Resume the report on Better Collective's second-quarter 2023 results below, writing on from its final sentence.

> _Selected excerpt_:
● ● ● ● ●
Sports betting and media company, Better Collective, has reported remarkable results for the second quarter of 2023. With a substantial upturn in revenue, the company is celebrating its best-ever Q2 performance, demonstrating a strong and sustainable growth trajectory.

Revenue reaches €78.1 million

Better Collective’s Q2 2023 financial report reveals an impressive revenue increase of 39 percent, reaching €78.1 million. This substantial growth reinforces the company’s resilience and ability to capitalize on market opportunities.

Breaking down the earnings further, Better Collective achieved an organic year-on-year growth rate (excluding businesses acquired after Q2 2022) of 29 percent. Notably, €46 million of the total revenue was derived from recurring sources, representing a remarkable year-on-year increase of 67 percent.

Examining the regional performance, €55.2 million, or 70.6 percent of the total revenue, originated from the Europe and Rest of World segment, reflecting a strong year-on-year increase of 32.3 percent. The remaining €22.9 million was generated from North America, where the company witnessed an impressive year-on-year growth rate of 59.9 percent.

(Source: SiGMA)

EBITDA and cash flow

Better Collective demonstrated exceptional financials, reporting an EBITDA before special items of €29 million, signifying a substantial year-on-year growth of 135 percent. This was achieved at an EBITDA margin of 37 percent. Additionally, cash flow from operations before special items during the quarter amounted to €34 million, indicating a substantial increase of 55 percent.

The company maintained robust capital reserves of €78 million, including €65 million in cash, as of the end of the quarter, demonstrating its financial stability.
● ● ● ● ●
> _Data rows_:
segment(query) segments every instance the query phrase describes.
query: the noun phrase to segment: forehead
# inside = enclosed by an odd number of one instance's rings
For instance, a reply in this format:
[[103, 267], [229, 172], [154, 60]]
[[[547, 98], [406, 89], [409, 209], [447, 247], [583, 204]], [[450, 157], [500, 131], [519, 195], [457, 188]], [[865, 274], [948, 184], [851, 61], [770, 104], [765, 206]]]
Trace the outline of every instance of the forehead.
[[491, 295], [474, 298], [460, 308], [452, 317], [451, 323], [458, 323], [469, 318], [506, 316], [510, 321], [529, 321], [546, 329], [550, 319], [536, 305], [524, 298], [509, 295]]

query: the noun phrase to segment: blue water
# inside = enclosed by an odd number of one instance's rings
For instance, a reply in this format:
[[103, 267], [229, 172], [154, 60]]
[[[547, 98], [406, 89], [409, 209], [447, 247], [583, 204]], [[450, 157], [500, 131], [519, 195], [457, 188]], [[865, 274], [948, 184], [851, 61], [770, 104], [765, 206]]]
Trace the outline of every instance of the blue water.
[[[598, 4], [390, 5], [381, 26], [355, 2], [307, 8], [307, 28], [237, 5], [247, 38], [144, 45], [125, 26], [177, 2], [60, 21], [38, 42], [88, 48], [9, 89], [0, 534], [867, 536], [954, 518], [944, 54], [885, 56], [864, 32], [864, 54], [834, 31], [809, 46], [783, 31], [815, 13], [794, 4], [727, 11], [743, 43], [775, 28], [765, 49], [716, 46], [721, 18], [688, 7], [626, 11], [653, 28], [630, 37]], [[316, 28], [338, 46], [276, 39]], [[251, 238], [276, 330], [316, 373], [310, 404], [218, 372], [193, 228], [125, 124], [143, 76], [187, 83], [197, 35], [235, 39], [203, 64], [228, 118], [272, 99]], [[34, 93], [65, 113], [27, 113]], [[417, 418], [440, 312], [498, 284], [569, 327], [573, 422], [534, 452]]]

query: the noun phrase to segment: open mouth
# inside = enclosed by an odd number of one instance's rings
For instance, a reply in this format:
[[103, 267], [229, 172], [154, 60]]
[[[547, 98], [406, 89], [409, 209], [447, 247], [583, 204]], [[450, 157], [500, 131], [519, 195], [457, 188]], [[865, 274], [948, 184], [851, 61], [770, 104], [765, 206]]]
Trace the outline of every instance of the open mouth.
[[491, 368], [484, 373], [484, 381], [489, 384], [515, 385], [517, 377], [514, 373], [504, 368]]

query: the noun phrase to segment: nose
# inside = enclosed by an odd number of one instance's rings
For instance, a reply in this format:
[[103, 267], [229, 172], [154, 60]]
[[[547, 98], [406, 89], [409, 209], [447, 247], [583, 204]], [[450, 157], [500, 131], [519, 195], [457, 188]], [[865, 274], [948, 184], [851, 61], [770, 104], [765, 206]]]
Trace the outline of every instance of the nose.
● ● ● ● ●
> _Result below_:
In Q2, Better Collective added more than 500,000 new depositing customers (NDCs), reflecting a commendable year-on-year growth rate of 32 percent. Impressively, 87 percent of these NDCs were directed to operators on revenue-sharing contracts.

Performance of Acquisitions

Better Collective’s strategic acquisition of Skycon, the digital display advertising company in April 2023, proved to be highly successful, delivering strong performance following a swift onboarding process.

Better Collective’s co-founder & CEO, Jesper S?gaard, expressed satisfaction with the exceptional Q2 results, attributing the success to a strong team and successful acquisitions. He emphasized the company’s vision to become the leading digital sports media group and highlighted the Americas and media partnerships as key drivers of growth. In North America, the company’s investments have borne fruit, with operational earnings achieving a 33 percent margin during the traditionally slow Q2 season.

In June, Better Collective upgraded its financial targets for the full-year 2023. Revenue expectations were adjusted to a range between €315 million and €325 million, up from the previously issued guidance range of €305 million to €315 million. Similarly, EBITDA before special items for the full year is now expected to total between €105 million and €115 million, an increase from the earlier guidance of €95 million to €105 million.

Post Q2 performance

Following the reporting period, Better Collective has been reporting a consistent strong performance and in July revenue totalled €23 million, implying a year-on-year growth rate of 39 percent for the month.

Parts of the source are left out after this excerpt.